Tugas Wajib 1 ▸
Tuliskan ulang kata demi kata seluruh teks di bawah tentang desakan oposisi agar Presiden Korea Selatan mundur.

= = =

Partai Oposisi Desak Presiden Korsel Mundur Usai Umumkan Darurat Militer

Para legislator Korea Selatan menyaksikan layar televisi yang menyajikan tayangan Presiden Korea Selatan Yoon Suk Yeol mengumumkan akan mencabut status darurat militer, Rabu, 4 Desember 2024. (Foto: Yonhap/AFP)

Perkembangan tersebut mengindikasikan kepada banyak analis bahwa Yoon mungkin tidak bisa menyelesaikan sisa masa jabatannya sebagai presiden, yaitu lima tahun.

Anggota parlemen oposisi pada Rabu (4/12) menyerukan pengunduran diri Presiden Korea Selatan Yoon Suk Yeol, beberapa jam setelah dia memberlakukan darurat militer secara singkat. Tindakan Yoon yang tak terduga itu mengguncang negara itu.

Partai Demokrat mengatakan dalam sebuah pernyataan bahwa tindakan Yoon merupakan “pelanggaran berat” terhadap konstitusi negara.

“Itu adalah tindakan pemberontakan yang serius dan memberikan alasan yang sempurna untuk pemakzulannya,” kata pernyataan itu.

= = =

Tugas Wajib 2 ▸
Laporkan setiap baris di bawah yang memuat string "pole". Salin baris tersebut secara utuh.

[Catatan dataset]
= = =

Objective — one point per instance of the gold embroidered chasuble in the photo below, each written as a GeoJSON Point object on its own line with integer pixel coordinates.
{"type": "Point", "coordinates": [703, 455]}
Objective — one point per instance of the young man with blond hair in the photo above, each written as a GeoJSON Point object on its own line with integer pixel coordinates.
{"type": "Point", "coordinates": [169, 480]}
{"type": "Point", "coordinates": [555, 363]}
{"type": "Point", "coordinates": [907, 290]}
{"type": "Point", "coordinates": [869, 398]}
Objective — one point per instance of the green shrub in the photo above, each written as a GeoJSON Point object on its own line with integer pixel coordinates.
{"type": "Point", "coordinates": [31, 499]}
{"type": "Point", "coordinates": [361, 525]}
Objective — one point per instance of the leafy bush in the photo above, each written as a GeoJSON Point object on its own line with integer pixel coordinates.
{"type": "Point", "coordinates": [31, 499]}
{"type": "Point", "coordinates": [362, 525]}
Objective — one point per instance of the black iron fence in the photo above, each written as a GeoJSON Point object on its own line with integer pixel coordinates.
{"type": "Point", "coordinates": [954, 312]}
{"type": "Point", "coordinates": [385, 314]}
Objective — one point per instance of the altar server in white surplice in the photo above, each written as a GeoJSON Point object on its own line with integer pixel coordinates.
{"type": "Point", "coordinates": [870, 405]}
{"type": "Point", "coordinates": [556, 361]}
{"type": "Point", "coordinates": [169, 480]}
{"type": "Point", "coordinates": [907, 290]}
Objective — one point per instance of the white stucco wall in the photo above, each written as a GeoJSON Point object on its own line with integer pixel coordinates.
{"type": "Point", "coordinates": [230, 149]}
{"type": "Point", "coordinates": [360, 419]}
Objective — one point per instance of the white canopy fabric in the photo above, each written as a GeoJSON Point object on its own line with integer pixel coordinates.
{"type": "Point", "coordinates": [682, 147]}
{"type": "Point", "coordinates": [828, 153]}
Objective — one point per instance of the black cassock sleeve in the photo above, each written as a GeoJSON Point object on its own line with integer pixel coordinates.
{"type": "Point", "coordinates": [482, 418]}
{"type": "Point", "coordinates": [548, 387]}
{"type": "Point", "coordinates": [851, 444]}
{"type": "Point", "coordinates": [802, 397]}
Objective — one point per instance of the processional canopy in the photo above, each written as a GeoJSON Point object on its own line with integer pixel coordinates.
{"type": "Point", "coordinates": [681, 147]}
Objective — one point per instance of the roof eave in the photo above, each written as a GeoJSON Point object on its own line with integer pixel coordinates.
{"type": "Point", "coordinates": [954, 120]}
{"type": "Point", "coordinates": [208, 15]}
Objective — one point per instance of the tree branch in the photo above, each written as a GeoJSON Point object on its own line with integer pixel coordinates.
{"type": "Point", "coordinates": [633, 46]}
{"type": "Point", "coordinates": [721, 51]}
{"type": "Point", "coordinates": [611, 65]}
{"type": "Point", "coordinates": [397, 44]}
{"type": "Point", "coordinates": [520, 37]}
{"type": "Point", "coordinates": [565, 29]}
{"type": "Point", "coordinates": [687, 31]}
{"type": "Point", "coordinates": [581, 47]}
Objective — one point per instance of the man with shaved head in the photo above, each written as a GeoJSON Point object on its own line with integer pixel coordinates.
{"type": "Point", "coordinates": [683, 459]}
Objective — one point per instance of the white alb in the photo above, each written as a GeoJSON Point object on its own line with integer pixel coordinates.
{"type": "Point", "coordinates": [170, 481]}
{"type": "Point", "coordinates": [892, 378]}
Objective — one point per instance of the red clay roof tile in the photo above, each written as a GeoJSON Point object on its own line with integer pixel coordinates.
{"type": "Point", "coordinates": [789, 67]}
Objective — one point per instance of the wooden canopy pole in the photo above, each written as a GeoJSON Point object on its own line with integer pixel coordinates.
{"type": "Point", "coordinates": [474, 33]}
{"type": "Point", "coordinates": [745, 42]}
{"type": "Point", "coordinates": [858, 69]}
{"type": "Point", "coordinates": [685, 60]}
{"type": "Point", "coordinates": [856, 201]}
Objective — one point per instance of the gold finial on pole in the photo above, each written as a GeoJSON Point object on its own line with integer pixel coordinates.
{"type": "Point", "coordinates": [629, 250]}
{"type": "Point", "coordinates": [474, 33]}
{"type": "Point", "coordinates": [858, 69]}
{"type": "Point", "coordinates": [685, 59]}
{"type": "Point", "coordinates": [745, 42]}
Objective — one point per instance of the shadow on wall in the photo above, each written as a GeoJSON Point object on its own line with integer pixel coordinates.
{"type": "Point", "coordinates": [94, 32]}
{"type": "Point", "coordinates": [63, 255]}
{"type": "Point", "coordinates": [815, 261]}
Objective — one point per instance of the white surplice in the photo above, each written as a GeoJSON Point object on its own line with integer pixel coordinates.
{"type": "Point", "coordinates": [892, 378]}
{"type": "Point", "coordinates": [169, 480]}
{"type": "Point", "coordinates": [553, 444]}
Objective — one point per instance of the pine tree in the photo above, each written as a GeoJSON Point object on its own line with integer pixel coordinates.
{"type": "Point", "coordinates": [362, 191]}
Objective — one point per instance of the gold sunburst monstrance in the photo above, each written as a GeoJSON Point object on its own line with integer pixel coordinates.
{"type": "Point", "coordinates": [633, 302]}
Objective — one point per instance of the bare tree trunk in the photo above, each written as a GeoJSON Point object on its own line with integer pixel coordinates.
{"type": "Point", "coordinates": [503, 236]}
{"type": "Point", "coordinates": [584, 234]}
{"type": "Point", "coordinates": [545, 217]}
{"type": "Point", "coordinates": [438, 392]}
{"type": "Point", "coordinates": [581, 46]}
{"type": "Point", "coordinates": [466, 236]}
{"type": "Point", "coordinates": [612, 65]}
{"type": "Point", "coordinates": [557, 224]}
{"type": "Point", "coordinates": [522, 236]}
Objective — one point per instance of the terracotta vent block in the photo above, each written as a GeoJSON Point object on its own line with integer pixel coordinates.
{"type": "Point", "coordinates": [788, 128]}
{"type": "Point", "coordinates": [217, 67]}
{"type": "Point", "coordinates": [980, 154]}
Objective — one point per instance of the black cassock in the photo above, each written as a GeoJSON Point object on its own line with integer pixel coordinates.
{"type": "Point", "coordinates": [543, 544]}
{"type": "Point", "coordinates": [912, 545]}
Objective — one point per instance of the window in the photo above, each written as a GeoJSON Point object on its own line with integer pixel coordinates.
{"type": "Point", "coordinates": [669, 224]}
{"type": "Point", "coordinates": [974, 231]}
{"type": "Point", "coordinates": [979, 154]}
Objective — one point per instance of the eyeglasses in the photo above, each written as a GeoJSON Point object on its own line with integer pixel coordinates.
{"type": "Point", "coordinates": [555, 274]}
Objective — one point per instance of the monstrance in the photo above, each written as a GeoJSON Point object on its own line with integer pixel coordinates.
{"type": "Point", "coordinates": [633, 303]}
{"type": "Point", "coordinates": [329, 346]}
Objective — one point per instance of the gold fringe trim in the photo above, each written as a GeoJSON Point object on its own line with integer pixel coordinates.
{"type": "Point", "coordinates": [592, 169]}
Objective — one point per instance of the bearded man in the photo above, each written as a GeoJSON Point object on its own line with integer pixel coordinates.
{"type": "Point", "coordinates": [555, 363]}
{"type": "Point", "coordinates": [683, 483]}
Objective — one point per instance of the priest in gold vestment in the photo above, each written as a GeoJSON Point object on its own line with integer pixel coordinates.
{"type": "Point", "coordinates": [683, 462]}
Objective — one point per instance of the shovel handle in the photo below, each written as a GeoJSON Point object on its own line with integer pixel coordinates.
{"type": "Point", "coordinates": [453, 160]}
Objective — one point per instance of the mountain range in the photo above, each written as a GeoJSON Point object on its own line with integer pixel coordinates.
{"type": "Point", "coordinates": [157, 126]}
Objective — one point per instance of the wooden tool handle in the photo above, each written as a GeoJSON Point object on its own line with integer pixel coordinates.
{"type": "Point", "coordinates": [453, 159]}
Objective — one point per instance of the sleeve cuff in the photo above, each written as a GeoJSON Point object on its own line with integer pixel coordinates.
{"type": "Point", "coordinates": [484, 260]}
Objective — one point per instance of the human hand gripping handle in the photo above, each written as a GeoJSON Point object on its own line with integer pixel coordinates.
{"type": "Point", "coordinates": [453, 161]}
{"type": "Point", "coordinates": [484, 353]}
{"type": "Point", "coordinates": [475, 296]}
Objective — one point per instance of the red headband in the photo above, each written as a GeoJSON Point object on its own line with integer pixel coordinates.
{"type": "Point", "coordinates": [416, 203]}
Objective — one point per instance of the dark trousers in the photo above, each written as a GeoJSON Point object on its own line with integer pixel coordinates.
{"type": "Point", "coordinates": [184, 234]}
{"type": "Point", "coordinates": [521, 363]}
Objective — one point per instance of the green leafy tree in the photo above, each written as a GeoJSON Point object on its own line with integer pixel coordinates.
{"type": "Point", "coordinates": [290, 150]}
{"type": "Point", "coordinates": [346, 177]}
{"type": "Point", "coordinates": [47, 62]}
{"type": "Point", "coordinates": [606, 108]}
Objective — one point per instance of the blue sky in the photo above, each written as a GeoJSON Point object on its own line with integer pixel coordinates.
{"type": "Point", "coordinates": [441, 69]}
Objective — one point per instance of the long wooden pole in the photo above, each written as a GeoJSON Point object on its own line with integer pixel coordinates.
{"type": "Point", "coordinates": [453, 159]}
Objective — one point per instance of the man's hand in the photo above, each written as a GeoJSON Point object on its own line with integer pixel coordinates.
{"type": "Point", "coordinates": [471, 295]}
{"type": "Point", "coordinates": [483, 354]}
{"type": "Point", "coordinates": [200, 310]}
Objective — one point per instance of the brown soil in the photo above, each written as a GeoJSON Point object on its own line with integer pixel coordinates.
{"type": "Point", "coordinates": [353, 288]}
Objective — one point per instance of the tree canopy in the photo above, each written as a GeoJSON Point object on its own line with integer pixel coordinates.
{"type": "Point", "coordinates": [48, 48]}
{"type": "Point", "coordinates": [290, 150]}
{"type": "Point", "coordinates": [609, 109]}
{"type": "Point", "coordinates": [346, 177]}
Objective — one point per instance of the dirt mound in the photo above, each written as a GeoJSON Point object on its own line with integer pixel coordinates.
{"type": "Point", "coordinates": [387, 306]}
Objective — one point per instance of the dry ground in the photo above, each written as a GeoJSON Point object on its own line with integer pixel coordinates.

= = =

Jawaban 1 ▸
Partai Oposisi Desak Presiden Korsel Mundur Usai Umumkan Darurat Militer

Para legislator Korea Selatan menyaksikan layar televisi yang menyajikan tayangan Presiden Korea Selatan Yoon Suk Yeol mengumumkan akan mencabut status darurat militer, Rabu, 4 Desember 2024. (Foto: Yonhap/AFP)

Perkembangan tersebut mengindikasikan kepada banyak analis bahwa Yoon mungkin tidak bisa menyelesaikan sisa masa jabatannya sebagai presiden, yaitu lima tahun.

Anggota parlemen oposisi pada Rabu (4/12) menyerukan pengunduran diri Presiden Korea Selatan Yoon Suk Yeol, beberapa jam setelah dia memberlakukan darurat militer secara singkat. Tindakan Yoon yang tak terduga itu mengguncang negara itu.

Partai Demokrat mengatakan dalam sebuah pernyataan bahwa tindakan Yoon merupakan “pelanggaran berat” terhadap konstitusi negara.

“Itu adalah tindakan pemberontakan yang serius dan memberikan alasan yang sempurna untuk pemakzulannya,” kata pernyataan itu.

Jawaban 2 ▸
Objective — one point per instance of the wooden canopy pole in the photo above, each written as a GeoJSON Point object on its own line with integer pixel coordinates.
Objective — one point per instance of the gold finial on pole in the photo above, each written as a GeoJSON Point object on its own line with integer pixel coordinates.
Objective — one point per instance of the long wooden pole in the photo above, each written as a GeoJSON Point object on its own line with integer pixel coordinates.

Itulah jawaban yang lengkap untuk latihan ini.